# Records for the task
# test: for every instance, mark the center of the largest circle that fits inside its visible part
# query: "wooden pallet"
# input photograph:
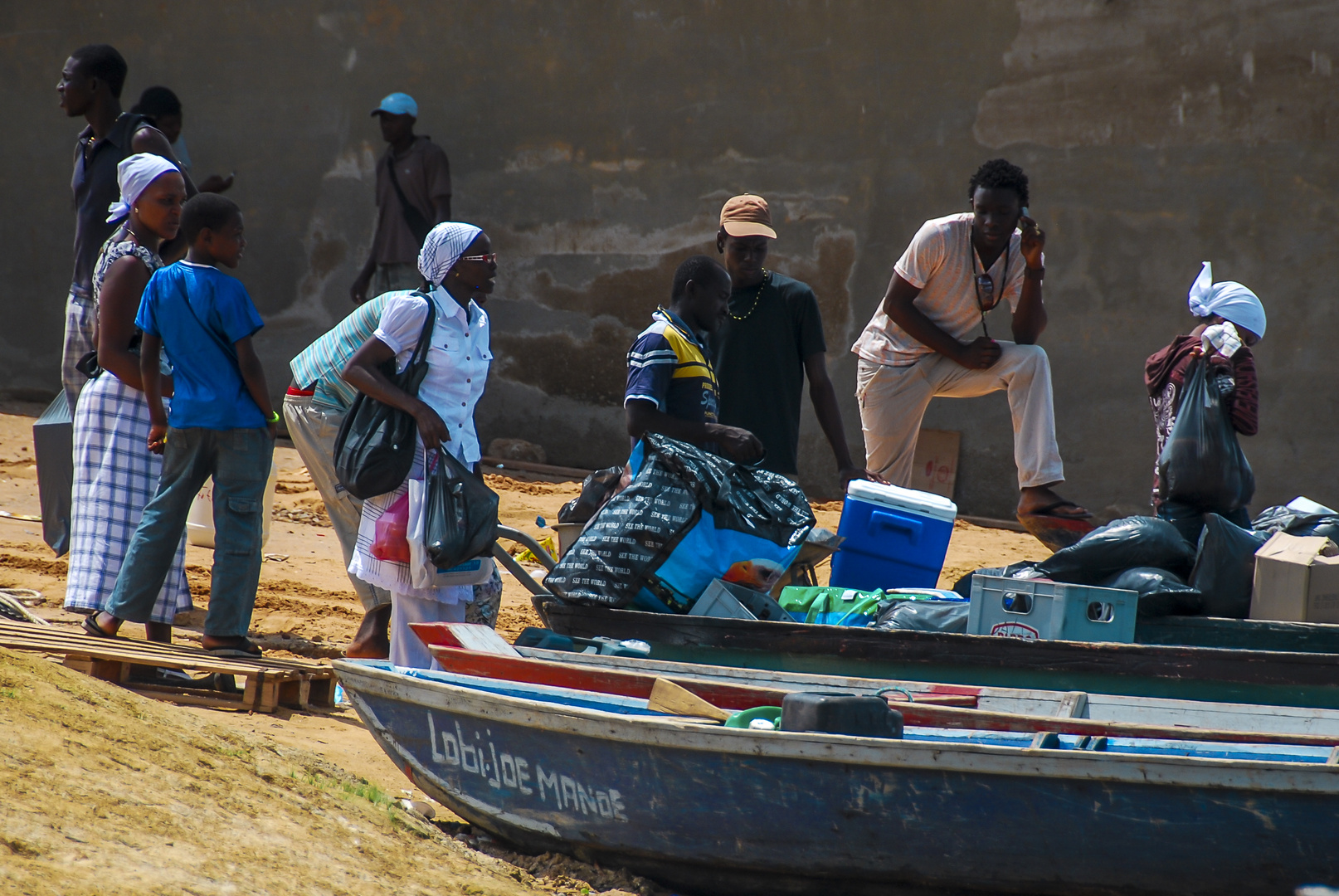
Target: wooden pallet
(270, 682)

# Brief
Can you reproduce every line of the data above verbatim, leaving out the picture?

# Solution below
# test: for every instance, mark the center of the largest circle that fits inside its visible part
# query: "wooden pallet"
# input photograph:
Target: wooden pallet
(270, 682)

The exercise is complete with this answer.